If you find that the amount of choices you make every day becomes progressively overwhelming, you could be struggling with decision fatigue. Coined by social psychologist Roy F. Baumester as “ego depletion,” decision fatigue is the idea that human beings have a limited amount of willpower and mental energy they can expend every day.

But decision fatigue affects us differently than ordinary physical fatigue. While you may not be consciously aware of your exhaustion, you’re low on mental energy. As a result, it becomes more difficult to make decisions as the day goes on.

In perhaps the most compelling, real world study of this phenomenon, researchers found that judges are significantly more likely to grant parole in the morning than in the afternoon. Morning cases were released 70% of the time, while those in the late afternoon saw a release rate of less than 10%, regardless of how similar a case reviewed in the morning may be to one reviewed in the afternoon.

According to researchers, this may be due to the fact that when human beings start running on low mental energy, they tend to resort to the “safer” choice. And working for an extended period of time or being forced to make multiple complex decisions – such as whether or not to grant parole – uses up your mental stores even faster.

Once people reach that point, there are two common strategies they often turn to:

  • Impulsivity: Making a decision on a whim without considering the outcome.
  • Avoidance: Doing nothing whatsoever.

Both can be harmful. By acting impulsively, you’re prone to making reckless decisions that could weigh heavy with consequences.

By dodging a decision altogether, you are simply prolonging the inevitable and creating more tension in the long run. But in the moment, doing nothing eases mental strain.

It’s likely that you’ve exercised at least one – if not both – of these strategies in the past. As a legal professional, how couldn’t you? Your job requires you to make important, often life changing decisions on a daily basis.

Should you settle or go to trial?

Which witnesses do you call to the stand?

Guilty or not guilty?

The law is an inherently stressful, anxiety-ridden profession. And the stress caused by decision fatigue helps explain why “ordinarily sensible people get angry at colleagues and families, splurge on clothes, buy junk food” and make other impulsive, often harmful decisions, according to The New York Times.

Luckily, there are also strategies to keep decision fatigue at bay:

The Steve Jobs approach. The former CEO and co-founder of Apple was famous for wearing the same black turtleneck, blue jeans and New Balance sneakers every day. Why? Because Jobs understood that he had a finite capacity of brain power to use in making decisions, and he wasn’t going to waste a drop of it on deciding what to wear.

Consider adopting a few routines that could help limit your daily decisions, like eating the same breakfast every day or sticking to a consistent workout schedule.

Make important decisions first thing in the morning. There’s a reason people say they have to “sleep on it” before making a big decision. According to science, our ability to make decisions weakens throughout the day. Try scheduling your most pressing matters first thing in the morning to help ease your mind.

Limit your options. Having too many choices will stress you out. Instead, trying paring down your options. Recognize that in this case, less is more. And if all else fails, go with your gut. It’s almost always right.

Treat yourself. A 2007 study found that self-control requires glucose to function unimpaired. As decision making relies on the same resources, a sugar boost is likely to help in this category as well.

Stop second-guessing yourself. Human beings are perfectionists. We often get trapped in the mindset of having to make the “right” choice, because making the “wrong” choice could be detrimental in some way.

In reality, stressing over whether or not the choice you made was “right” or “wrong” will only enhance your decision fatigue and make it even more difficult to do any other tasks that requires brainpower, i.e. literally everything. Be confident in your decisions and move on.

When all else fails, go to sleep. A quick nap can help reset your mental space. It won’t bring you back to full capacity, but you’ll be more likely to make better decisions for the rest of the day.

Position identification records:
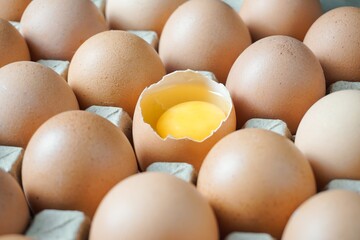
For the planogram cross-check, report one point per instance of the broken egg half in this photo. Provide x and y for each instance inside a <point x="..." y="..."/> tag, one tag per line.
<point x="180" y="118"/>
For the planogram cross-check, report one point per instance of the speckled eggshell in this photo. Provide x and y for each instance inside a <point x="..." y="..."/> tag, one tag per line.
<point x="151" y="14"/>
<point x="12" y="45"/>
<point x="150" y="147"/>
<point x="277" y="17"/>
<point x="154" y="206"/>
<point x="73" y="160"/>
<point x="14" y="211"/>
<point x="330" y="215"/>
<point x="277" y="77"/>
<point x="329" y="136"/>
<point x="203" y="35"/>
<point x="254" y="179"/>
<point x="55" y="29"/>
<point x="12" y="10"/>
<point x="335" y="40"/>
<point x="29" y="95"/>
<point x="112" y="69"/>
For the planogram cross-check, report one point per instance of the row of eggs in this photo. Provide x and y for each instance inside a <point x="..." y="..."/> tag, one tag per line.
<point x="94" y="76"/>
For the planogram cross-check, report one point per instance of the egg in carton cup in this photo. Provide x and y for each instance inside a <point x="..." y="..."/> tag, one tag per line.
<point x="189" y="90"/>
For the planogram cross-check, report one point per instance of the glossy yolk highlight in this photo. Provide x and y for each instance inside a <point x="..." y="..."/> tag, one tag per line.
<point x="193" y="119"/>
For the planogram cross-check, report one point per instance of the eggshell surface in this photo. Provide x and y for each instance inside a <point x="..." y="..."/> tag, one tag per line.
<point x="14" y="210"/>
<point x="14" y="237"/>
<point x="13" y="47"/>
<point x="203" y="35"/>
<point x="112" y="69"/>
<point x="277" y="77"/>
<point x="335" y="39"/>
<point x="153" y="13"/>
<point x="254" y="179"/>
<point x="329" y="215"/>
<point x="12" y="10"/>
<point x="55" y="29"/>
<point x="73" y="160"/>
<point x="329" y="134"/>
<point x="29" y="95"/>
<point x="154" y="206"/>
<point x="173" y="89"/>
<point x="276" y="17"/>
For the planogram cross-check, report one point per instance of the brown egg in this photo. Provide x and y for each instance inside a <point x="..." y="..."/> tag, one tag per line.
<point x="29" y="95"/>
<point x="12" y="10"/>
<point x="329" y="215"/>
<point x="277" y="17"/>
<point x="112" y="68"/>
<point x="12" y="45"/>
<point x="174" y="89"/>
<point x="254" y="179"/>
<point x="154" y="206"/>
<point x="55" y="29"/>
<point x="73" y="160"/>
<point x="203" y="35"/>
<point x="14" y="237"/>
<point x="277" y="77"/>
<point x="14" y="211"/>
<point x="335" y="39"/>
<point x="329" y="136"/>
<point x="151" y="14"/>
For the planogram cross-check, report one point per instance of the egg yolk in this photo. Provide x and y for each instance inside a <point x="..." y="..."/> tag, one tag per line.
<point x="193" y="119"/>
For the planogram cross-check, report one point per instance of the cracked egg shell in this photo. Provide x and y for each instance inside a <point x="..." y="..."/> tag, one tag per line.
<point x="175" y="88"/>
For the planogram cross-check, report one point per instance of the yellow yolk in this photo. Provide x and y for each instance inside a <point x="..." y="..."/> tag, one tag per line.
<point x="194" y="119"/>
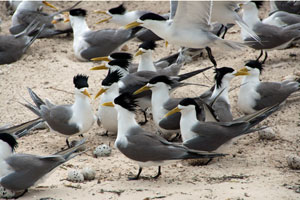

— TASKS TO CARRY OUT —
**A.** Decide whether each statement agrees with the decision fatigue passage: (i) Morning parole cases were released 70% of the time; (ii) Avoidance means making a decision on a whim; (iii) A 2007 study found that self-control requires glucose. Answer yes or no for each and quote the words of the passage that settle it.
**B.** Repeat the stretch of the decision fatigue passage from "If you find" through "day goes on.".
**C.** According to the decision fatigue passage, what did Steve Jobs wear every day?

— SOLUTIONS IN ORDER —
**A.**
(i) Yes: "Morning cases were released 70% of the time"
(ii) No: "Avoidance: Doing nothing whatsoever."
(iii) Yes: "A 2007 study found that self-control requires glucose to function unimpaired."

**B.**
If you find that the amount of choices you make every day becomes progressively overwhelming, you could be struggling with decision fatigue. Coined by social psychologist Roy F. Baumester as “ego depletion,” decision fatigue is the idea that human beings have a limited amount of willpower and mental energy they can expend every day.

But decision fatigue affects us differently than ordinary physical fatigue. While you may not be consciously aware of your exhaustion, you’re low on mental energy. As a result, it becomes more difficult to make decisions as the day goes on.

**C.** The same black turtleneck, blue jeans and New Balance sneakers.